Set the pictures aside and return each record below precisely as written.

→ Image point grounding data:
++++++++++++++++++++
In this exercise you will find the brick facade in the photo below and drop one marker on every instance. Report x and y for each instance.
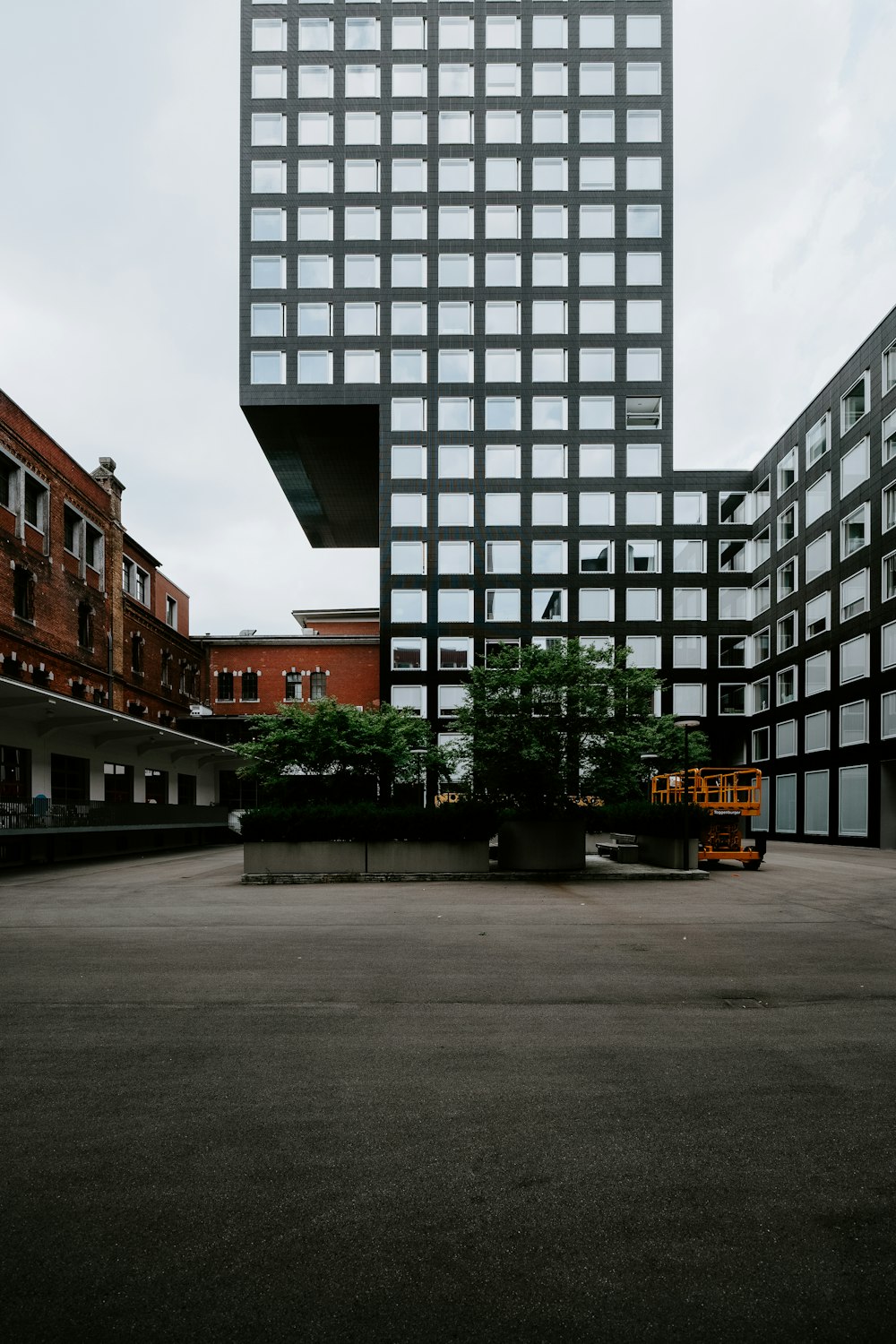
(65, 618)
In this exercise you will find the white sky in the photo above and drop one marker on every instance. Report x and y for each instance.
(118, 245)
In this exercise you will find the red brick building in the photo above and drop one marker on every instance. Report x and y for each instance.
(335, 655)
(85, 610)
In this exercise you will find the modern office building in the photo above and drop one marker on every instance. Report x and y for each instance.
(455, 282)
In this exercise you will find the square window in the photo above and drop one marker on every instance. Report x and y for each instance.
(314, 271)
(268, 320)
(408, 558)
(597, 269)
(455, 460)
(501, 460)
(503, 605)
(501, 174)
(817, 499)
(853, 723)
(409, 223)
(643, 269)
(501, 413)
(643, 30)
(549, 269)
(409, 510)
(642, 605)
(501, 81)
(643, 78)
(455, 271)
(455, 366)
(314, 35)
(501, 556)
(597, 31)
(595, 460)
(409, 461)
(595, 556)
(597, 316)
(503, 126)
(409, 655)
(548, 413)
(408, 320)
(597, 174)
(689, 604)
(817, 616)
(817, 674)
(549, 460)
(503, 510)
(455, 175)
(643, 314)
(455, 413)
(855, 531)
(547, 81)
(548, 510)
(268, 366)
(643, 125)
(597, 126)
(853, 405)
(817, 556)
(503, 269)
(855, 659)
(409, 175)
(597, 413)
(314, 177)
(548, 556)
(409, 607)
(597, 366)
(689, 650)
(269, 225)
(597, 508)
(597, 222)
(597, 604)
(548, 366)
(314, 366)
(643, 174)
(362, 271)
(271, 82)
(818, 441)
(409, 271)
(362, 128)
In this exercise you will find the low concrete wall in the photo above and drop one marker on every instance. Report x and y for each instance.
(555, 844)
(427, 857)
(306, 857)
(667, 852)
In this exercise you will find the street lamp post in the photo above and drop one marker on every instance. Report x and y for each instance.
(686, 725)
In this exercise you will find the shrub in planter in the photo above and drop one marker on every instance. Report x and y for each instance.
(457, 822)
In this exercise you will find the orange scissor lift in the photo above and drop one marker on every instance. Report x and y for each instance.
(727, 796)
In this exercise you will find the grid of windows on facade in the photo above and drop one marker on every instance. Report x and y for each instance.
++++++++++++++++++++
→ Answer to the problem:
In this exercise you will find the brick facade in the photo below and drop one marker on every instance. Report x and y for each instance.
(65, 618)
In this exercise you will find the white sky in the photo above and drop one marker on every instance. Report x and y for each instance.
(118, 245)
In this exercise you will find the red brick building in the photo above and drop one marker on every instance. Report x and y for each instance.
(335, 655)
(85, 610)
In this exercise you will find the modern office building in the photo above and drop one marker on every instance. Report x and y for each instance.
(455, 282)
In this exercise you will find the square window in the photo above and drop one marker on every instance. Report x and y for each instance.
(314, 271)
(268, 320)
(408, 558)
(597, 269)
(455, 460)
(501, 460)
(503, 605)
(501, 174)
(817, 499)
(853, 723)
(409, 223)
(643, 269)
(501, 413)
(643, 30)
(549, 269)
(409, 510)
(642, 605)
(501, 81)
(643, 78)
(455, 271)
(455, 366)
(314, 35)
(501, 556)
(597, 31)
(595, 460)
(409, 461)
(595, 556)
(597, 316)
(503, 126)
(409, 655)
(548, 413)
(408, 320)
(597, 174)
(689, 604)
(817, 616)
(817, 674)
(549, 460)
(503, 510)
(455, 175)
(643, 314)
(455, 413)
(855, 531)
(547, 81)
(548, 510)
(268, 366)
(643, 125)
(597, 126)
(853, 405)
(817, 556)
(503, 269)
(855, 659)
(409, 175)
(597, 413)
(314, 177)
(548, 556)
(409, 607)
(597, 366)
(689, 650)
(269, 225)
(597, 508)
(597, 222)
(597, 604)
(548, 366)
(314, 366)
(643, 174)
(362, 271)
(271, 82)
(818, 441)
(409, 271)
(362, 128)
In this exercise you will find the low concrete wall in the photo above and drop one marker on every instance. Report x and y for each instance.
(555, 844)
(427, 857)
(306, 857)
(667, 852)
In this exercise you will find the street lamp post in the photo above and drop one marker on every instance. Report x and y for each instance.
(686, 725)
In this exercise you will find the shrub in planter in the photo above and drop one marker on every instance. Report x and y for each instance.
(457, 822)
In this exercise you will find the orange scissor lift in the photo above and drop one marker on every instance. Report x and y for each instance.
(727, 796)
In this exercise you will find the grid of windows on facade in the photo above and drop one marker on every instance. Report x and y for each instance.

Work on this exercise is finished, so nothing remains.